• **The task**
Output nothing but the lines from the first line of the entries to the line with "positive clicks: (995, 464)", inclusive, exactly as they read.

• **Task material**
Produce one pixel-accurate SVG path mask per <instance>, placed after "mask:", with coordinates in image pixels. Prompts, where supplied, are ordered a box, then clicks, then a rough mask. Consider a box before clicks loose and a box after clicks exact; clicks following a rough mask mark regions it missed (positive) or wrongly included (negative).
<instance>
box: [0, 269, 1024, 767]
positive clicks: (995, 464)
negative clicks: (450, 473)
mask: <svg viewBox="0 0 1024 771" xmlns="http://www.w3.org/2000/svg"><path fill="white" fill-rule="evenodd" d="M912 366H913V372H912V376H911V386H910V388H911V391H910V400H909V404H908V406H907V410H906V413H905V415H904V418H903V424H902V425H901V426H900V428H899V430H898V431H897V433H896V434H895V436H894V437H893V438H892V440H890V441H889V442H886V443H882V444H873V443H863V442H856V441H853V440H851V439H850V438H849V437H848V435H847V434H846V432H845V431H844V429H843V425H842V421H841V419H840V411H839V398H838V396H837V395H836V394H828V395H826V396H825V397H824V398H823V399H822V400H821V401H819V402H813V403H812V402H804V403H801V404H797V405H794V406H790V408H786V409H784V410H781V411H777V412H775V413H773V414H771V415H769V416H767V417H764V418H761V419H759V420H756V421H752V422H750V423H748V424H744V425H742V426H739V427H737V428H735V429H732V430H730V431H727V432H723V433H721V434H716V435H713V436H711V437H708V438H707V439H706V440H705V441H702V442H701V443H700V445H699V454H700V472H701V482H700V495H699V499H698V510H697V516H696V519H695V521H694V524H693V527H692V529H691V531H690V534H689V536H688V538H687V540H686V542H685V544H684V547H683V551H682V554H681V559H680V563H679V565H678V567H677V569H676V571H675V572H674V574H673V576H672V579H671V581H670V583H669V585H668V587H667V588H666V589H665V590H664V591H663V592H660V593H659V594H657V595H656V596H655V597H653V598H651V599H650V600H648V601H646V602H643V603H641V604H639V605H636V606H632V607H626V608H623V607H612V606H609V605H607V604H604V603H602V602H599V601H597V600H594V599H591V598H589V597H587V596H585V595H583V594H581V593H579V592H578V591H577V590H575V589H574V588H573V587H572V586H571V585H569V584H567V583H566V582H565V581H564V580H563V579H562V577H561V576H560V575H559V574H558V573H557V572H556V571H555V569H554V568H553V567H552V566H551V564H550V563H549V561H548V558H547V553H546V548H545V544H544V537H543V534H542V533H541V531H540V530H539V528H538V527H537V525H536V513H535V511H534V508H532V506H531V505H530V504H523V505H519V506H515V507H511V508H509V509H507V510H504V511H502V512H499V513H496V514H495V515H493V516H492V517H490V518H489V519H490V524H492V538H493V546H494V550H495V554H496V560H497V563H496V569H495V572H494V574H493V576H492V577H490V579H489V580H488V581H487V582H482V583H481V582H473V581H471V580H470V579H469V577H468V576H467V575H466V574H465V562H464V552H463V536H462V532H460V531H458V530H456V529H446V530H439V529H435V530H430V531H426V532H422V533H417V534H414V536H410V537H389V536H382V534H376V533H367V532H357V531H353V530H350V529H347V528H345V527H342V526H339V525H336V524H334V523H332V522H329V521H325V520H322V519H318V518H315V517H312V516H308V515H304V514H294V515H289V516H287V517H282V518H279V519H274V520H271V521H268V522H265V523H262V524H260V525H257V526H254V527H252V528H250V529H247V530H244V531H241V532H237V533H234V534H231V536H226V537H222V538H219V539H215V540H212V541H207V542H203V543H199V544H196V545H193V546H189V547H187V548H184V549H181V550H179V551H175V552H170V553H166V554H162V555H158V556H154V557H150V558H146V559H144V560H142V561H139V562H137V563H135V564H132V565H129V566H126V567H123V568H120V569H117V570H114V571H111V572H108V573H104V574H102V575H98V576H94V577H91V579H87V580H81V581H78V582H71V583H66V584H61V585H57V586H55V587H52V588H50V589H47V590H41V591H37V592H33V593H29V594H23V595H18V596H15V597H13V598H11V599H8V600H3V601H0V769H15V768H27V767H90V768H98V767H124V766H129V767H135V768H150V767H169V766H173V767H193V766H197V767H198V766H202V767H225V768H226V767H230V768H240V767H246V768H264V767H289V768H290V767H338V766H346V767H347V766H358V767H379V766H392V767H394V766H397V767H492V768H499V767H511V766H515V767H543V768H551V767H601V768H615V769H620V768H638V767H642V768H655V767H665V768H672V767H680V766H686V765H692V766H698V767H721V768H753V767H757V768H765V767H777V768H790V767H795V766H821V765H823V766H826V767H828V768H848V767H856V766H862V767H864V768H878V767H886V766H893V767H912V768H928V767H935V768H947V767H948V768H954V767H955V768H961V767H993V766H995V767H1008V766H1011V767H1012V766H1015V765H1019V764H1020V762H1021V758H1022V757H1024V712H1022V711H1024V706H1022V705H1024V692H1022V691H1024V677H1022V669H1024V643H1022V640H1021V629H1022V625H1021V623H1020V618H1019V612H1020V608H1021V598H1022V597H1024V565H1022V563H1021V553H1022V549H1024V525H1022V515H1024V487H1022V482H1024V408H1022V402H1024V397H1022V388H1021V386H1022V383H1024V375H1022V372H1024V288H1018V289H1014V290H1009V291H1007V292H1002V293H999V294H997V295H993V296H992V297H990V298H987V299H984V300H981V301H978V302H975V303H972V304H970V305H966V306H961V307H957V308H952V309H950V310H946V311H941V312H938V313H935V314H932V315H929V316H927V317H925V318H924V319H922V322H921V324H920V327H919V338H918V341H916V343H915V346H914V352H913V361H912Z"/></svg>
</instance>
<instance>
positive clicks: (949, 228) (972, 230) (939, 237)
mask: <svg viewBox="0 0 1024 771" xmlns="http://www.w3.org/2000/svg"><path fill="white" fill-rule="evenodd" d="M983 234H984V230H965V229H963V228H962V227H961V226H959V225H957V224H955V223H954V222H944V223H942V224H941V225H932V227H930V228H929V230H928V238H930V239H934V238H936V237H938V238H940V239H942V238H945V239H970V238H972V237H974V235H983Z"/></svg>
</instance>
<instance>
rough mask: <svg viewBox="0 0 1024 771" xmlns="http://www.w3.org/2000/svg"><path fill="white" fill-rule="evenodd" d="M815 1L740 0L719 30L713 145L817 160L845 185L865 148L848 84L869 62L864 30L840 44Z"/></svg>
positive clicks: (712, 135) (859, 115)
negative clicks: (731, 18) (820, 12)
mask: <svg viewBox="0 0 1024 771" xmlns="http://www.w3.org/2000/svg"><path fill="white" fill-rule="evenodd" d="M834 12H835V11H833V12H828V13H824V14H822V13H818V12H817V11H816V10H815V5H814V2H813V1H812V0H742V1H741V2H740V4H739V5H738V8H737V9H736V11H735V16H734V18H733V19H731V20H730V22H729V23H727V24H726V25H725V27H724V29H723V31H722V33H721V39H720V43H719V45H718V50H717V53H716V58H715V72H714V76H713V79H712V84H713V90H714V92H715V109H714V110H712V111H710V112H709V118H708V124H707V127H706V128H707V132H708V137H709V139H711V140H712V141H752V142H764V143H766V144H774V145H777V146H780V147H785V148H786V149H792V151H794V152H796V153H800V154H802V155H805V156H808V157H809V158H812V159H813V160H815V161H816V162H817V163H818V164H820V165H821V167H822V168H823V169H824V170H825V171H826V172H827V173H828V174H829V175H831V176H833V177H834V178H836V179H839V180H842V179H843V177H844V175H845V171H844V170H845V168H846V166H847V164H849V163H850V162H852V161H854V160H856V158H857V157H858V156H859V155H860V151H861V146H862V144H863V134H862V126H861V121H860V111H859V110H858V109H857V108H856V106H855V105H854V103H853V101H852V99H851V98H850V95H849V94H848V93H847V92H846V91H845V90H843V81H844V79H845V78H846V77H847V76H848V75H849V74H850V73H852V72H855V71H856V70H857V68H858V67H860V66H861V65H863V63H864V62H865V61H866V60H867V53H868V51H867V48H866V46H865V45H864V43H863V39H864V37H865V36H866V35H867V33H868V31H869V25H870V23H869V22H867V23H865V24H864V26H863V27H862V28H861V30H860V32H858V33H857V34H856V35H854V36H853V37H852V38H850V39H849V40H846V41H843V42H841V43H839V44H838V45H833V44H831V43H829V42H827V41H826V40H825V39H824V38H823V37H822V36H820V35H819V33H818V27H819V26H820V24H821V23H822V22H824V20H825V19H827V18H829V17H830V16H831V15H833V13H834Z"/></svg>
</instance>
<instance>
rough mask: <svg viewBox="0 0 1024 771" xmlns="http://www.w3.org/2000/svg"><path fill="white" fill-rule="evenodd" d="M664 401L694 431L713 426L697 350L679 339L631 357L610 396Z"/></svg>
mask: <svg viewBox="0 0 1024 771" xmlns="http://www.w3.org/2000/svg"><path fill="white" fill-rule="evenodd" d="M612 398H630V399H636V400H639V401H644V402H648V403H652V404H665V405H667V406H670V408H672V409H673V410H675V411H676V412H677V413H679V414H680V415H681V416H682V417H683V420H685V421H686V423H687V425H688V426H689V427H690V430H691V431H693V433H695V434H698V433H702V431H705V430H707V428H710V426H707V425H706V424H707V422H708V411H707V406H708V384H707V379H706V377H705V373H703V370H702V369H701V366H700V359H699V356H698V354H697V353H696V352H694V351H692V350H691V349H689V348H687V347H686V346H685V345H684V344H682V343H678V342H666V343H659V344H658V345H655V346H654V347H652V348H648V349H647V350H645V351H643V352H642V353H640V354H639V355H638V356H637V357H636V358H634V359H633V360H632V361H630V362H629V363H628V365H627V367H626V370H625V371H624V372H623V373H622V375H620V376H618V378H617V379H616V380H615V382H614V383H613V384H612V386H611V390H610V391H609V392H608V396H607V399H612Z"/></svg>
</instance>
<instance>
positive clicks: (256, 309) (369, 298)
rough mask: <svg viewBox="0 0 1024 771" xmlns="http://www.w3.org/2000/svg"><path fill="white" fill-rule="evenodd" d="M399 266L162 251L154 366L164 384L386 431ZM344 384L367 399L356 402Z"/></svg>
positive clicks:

• **Output**
Produce one pixel-accurate SVG path mask per <instance>, placed after "mask:", with coordinates in image pixels. Prompts, where supplied, are ordered a box, then clicks, then a rough mask. Consider a box before clicks loose and a box after clicks exact; clicks following a rough mask mark regions it missed (positive) or wrongly included (negative).
<instance>
box: [0, 269, 1024, 767]
positive clicks: (995, 464)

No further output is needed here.